TEXT

Abb. 1: Gustave Caillebotte, Ein Balkon, Boulevard Haussmann (Un balcon, Boulevard Haussmann), 1880, Privatsammlung

Für Caillebotte, zeitlebens von Kritikern und Künstlerkollegen als Schüler von Bonnat benannt, war die Ausbildung bei diesem Lehrer formend hinsichtlich seines Interesses an perspektivischer Zeichnung und der Berührung mit der Fotografie. Heute ist unbestritten, dass das um 1840 erfundene fotografische Verfahren eine Veränderung der künstlerischen Wahrnehmung mit sich brachte und spätestens seit Mitte des Jahrhunderts so präsent war, dass sich mehr oder weniger jeder Künstler damit konfrontiert sah. Fraglos betraf dies auch einen so unkonformistischen Künstler wie Gustave Caillebotte, auch wenn wir heute keinen spezifischen Nachweis dafür haben, wie und in welchem Umfang er fotografisches Material kannte oder nutzte.

ANGEZEIGTE EINTRÄGE
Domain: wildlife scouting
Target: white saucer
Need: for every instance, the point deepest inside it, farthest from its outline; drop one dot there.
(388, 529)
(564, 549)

AUFGABE 1
Um welche Zeit wurde laut dem Text über Caillebotte das fotografische Verfahren erfunden?
AUFGABE 2
Prüfe anhand des Textes über Caillebotte, ob die folgenden Aussagen zutreffen. Beantworte jede mit Ja oder Nein und zitiere die entscheidenden Worte des Textes.
(a) Kritiker und Künstlerkollegen bezeichneten Caillebotte als Schüler von Bonnat.
(b) Es gibt heute einen spezifischen Nachweis dafür, wie Caillebotte fotografisches Material nutzte.
(c) Das Gemälde „Ein Balkon, Boulevard Haussmann“ befindet sich in einer Privatsammlung.
AUFGABE 3
Führe den Text über Caillebotte und die Fotografie im Anschluss an seinen letzten Satz weiter.
Die Einträge stammen aus einer anderen Quelle als der Text.

ERWARTETE ANTWORT 1
Um 1840.

ERWARTETE ANTWORT 2
(a) Ja: „zeitlebens von Kritikern und Künstlerkollegen als Schüler von Bonnat benannt“
(b) Nein: „auch wenn wir heute keinen spezifischen Nachweis dafür haben, wie und in welchem Umfang er fotografisches Material kannte oder nutzte“
(c) Ja: „Privatsammlung“

ERWARTETE ANTWORT 3
Gewagte Blickwinkel, erstaunliche Raumkonstellationen

Tatsächlich erschließen Caillebottes Gemälde durch ihre radikalen, heute sehr modern anmutenden Kompositionen den engen Zusammenhang von Malerei und Fotografie in der Herausbildung eines neuen Sehens. Durch ihre besondere Perspektive sowie die Thematisierung von Bewegung und Abstraktion nehmen sie einen fotografischen Blick vorweg, der sich erst später in diesem Medium herausbildete. Mit Aufsicht, Schrägsicht, Nahaufnahmen und Objektfragmentierung setzt Caillebotte Stilmittel ein, die auf verblüffende Weise denjenigen des »realistischen Mediums« der Fotografie ähneln. Zuweilen kommt er dabei in seinen Bildern den Umsetzungen der Neuen Fotografie der 1920er-Jahre, Fotografien von Kértesz, Rodtschenko, Moholy-Nagy und anderen erstaunlich nahe.

Abb. 2: Edvard Munch, Rue La Fayette, 1891, The National Museum of Art, Architecture and Design, Oslo

Während Vergleichbares in der zeitgenössischen Fotografie fehlte, wurde die Malerei bei Caillebotte zum Experimentierfeld: Gewagte Blickwinkel suggerieren durch erstaunliche Raumkonstellationen und Verkürzungen die Macht, die der Mensch durch seine Herrschaft über die Umwelt ausübt. Wie vorbildhaft Caillebotte bereits für seine Zeitgenossen war, belegt der Kontakt mit Munch. Munch besuchte den Maler, der in den Kreisen norwegischer Kritiker und Künstler mit seinen revolutionären Bildgestaltungen als der revolutionärste Vertreter der Avantgarde galt, in dessen Pariser Wohnung.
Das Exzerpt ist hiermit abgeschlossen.